**TEXTE EXTRAIT**
Tchad : un rapport pointe les faiblesses de l'armée et suggère des réformes


Alwihda Info | Par Info Alwihda - 25 Janvier 2021


International Crisis Group a publié le 22 janvier un rapport sur les défis de l'armée tchadienne. Il en ressort que malgré des avancées démocratiques en 30 ans, le pouvoir n'a pas ouvert l'espace politique, ni réussi à insuffler une dynamique de développement économique, ni à créer des institutions solides, à commencer par l'armée.


Dans son rapport, Crisis Group relève que l’armée tchadienne, souvent sollicitée par ses voisins et les partenaires occidentaux, est une pièce maitresse du dispositif contre le terrorisme au Sahel. Toutefois, "sa cohésion générale est faible, les tensions communautaires et les problèmes d’indiscipline y sont récurrents et, plus récemment, de nouvelles dissensions ont émergé en son sein".

"Le Tchad va traverser une période d’incertitude, avec à court terme une élection présidentielle organisée en 2021 dans un climat social tendu et, à moyen ou long terme, des risques de succession violente si le président devait quitter le pouvoir", met en garde le rapport. Les autorités sont appelées à rendre l’armée plus représentative et plus professionnelle, répondre aux mécontentements qui s’expriment et permettre un débat public sur le futur de l’armée nationale. Enfin, des garde-fous doivent être soutenus par les partenaires du Tchad pour décourager d’éventuelles violences en cas de vacance du pouvoir.

D'après Crisis Group, la restructuration de l'armée annoncée en 2011 se révèle être une illusion :
"L’armée concentre en elle-même tous les enjeux de pouvoir. Pour Déby, la réformer en profondeur serait prendre le risque de provoquer des disruptions, de redonner du poids à des communautés perçues comme hostiles au pouvoir, et surtout de fragiliser ses soutiens et sa base. Ce serait mettre en péril la survie d’un régime qui tient surtout par le contrôle de l’armée."
Le rapport évoque une fluctuation de la gestion de l'armée au cours des 30 dernières années :
"Depuis plusieurs années, le président semble faire plus de place à sa famille proche et aux combattants de la première heure dans son entourage militaire et accorder moins facilement sa confiance aux cadres militaires et officiers les mieux formés."

Crisis Group décrypte le fonctionnement du système en place au Tchad et met en avant un "recentrage familial", ainsi qu'une vigilance suite à des trahisons :
"Le système en place reposait alors sur une forte militarisation de l’appareil d’Etat et un renouvellement régulier des responsables de l’administration afin que l’assise politique du chef de l’Etat ne soit jamais contestée."

"Petit à petit, les membres de la famille du président se sont installés aux postes clés de l’appareil sécuritaire, tendance qui s’accentue ces dernières années."

**EXERCICES**
• A. Reformulez plus brièvement le paragraphe de l'article sur l'armée tchadienne qui commence par « Dans son rapport, Crisis Group relève », sans perdre ses faits principaux.
• B. Poursuivez l'article sur l'armée tchadienne à partir de sa dernière phrase.

(Entrées d'un jeu de données de pointage)
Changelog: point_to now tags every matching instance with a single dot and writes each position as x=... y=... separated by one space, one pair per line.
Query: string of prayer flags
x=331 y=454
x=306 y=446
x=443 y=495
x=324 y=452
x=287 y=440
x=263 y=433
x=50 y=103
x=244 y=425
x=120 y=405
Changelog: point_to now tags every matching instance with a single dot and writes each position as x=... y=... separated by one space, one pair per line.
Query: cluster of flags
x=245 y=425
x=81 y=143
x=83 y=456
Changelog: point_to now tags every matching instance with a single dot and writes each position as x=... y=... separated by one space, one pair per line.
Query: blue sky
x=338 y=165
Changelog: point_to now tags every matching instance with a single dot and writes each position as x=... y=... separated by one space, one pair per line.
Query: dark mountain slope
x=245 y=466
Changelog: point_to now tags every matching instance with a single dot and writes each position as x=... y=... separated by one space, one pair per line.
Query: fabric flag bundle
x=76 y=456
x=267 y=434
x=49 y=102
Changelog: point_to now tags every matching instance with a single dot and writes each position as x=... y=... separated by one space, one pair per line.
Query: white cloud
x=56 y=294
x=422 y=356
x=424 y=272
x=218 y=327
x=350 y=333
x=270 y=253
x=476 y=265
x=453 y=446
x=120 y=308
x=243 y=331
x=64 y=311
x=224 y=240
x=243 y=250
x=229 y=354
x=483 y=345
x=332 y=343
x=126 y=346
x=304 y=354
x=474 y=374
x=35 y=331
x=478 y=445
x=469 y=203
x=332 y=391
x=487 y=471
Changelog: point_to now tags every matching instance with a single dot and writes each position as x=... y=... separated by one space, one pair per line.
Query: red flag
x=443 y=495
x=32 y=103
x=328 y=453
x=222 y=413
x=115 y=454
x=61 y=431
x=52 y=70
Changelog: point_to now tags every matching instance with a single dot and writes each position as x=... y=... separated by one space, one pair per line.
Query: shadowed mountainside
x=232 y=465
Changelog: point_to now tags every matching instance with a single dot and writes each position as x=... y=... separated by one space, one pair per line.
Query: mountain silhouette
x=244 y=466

**CORRIGÉS**
• A. Selon Crisis Group, l'armée tchadienne, souvent sollicitée par les pays voisins et les partenaires occidentaux, est essentielle à la lutte antiterroriste au Sahel. Sa cohésion reste pourtant faible. Les tensions communautaires et l'indiscipline y sont fréquentes, et de nouvelles dissensions y sont récemment apparues.

• B.
"Au cours de ses 30 années au pouvoir, Idriss Déby a connu de nombreuses trahisons et dissidences émanant de son entourage, ce qui l’a conduit à être plus méfiant vis-à-vis des cadres militaires".

Malgré des pressions diverses, la centralisation du pouvoir se renforcer. Le président joue un rôle d'arbitre entre des parties en conflit plutôt que celui d'un personnage capable d'imposer une discipline :
"Si, par le passé, Déby était décrit comme un président à l’écoute de ses collaborateurs, il est aujourd’hui plus souvent dépeint comme un homme seul qui accorde moins facilement sa confiance et qui centralise les décisions.

Cette centralisation ne signifie pas que le président puisse décider en toute liberté. Bien souvent, le président joue un rôle d’arbitre entre des forces contra- dictoires plutôt que celui d’un chef capable d’imposer une discipline."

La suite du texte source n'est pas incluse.